Please select and copy every line of the data below that contains the string "positive".
─── RECORDS SHOWN
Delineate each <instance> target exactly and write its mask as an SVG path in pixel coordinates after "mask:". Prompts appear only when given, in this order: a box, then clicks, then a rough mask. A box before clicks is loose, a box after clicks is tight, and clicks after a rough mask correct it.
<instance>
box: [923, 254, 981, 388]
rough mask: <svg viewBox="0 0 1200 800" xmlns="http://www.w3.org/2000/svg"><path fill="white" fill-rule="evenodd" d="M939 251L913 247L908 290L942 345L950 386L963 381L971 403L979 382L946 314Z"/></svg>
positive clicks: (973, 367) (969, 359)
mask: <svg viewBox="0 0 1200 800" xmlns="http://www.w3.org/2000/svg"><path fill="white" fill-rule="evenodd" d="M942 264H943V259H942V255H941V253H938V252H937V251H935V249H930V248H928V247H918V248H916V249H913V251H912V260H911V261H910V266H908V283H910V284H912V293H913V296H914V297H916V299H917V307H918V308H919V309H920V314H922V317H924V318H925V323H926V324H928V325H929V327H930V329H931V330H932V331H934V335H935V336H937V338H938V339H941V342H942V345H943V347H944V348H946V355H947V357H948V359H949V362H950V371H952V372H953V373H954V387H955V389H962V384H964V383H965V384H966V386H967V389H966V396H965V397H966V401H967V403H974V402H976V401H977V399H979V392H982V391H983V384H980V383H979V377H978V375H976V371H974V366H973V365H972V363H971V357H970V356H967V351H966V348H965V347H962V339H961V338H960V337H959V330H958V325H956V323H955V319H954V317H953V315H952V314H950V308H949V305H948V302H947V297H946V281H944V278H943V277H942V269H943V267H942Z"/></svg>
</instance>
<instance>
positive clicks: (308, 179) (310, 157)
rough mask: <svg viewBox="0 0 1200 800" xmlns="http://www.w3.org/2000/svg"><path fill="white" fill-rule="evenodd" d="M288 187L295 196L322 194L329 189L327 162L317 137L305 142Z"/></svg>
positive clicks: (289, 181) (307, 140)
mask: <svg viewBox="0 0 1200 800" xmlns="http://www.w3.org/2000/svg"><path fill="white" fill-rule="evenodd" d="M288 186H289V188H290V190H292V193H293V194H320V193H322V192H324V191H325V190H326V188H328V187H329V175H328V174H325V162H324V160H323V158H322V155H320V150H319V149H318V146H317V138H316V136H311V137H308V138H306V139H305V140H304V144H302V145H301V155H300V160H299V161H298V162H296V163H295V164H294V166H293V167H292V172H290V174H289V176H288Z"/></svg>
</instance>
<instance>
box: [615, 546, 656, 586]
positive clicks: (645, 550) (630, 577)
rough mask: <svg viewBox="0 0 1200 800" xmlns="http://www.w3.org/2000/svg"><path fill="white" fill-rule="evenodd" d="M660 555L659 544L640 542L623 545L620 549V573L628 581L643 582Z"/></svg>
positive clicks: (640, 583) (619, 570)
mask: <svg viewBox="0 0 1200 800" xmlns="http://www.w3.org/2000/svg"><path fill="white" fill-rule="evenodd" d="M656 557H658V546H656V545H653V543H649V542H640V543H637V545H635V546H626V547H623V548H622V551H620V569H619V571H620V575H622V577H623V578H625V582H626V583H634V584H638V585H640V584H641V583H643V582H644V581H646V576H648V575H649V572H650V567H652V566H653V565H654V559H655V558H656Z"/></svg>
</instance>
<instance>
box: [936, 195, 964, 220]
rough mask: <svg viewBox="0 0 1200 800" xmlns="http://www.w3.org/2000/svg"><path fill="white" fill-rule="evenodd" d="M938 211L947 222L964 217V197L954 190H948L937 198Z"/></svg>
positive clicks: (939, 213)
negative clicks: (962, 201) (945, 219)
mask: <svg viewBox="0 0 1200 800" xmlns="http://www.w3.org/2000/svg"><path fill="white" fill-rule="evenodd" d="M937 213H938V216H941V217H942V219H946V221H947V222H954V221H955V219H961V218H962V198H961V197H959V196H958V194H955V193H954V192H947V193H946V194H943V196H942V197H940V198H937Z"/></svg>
──────
## SOLUTION TO THIS TASK:
positive clicks: (973, 367) (969, 359)
positive clicks: (308, 179) (310, 157)
positive clicks: (289, 181) (307, 140)
positive clicks: (645, 550) (630, 577)
positive clicks: (640, 583) (619, 570)
positive clicks: (939, 213)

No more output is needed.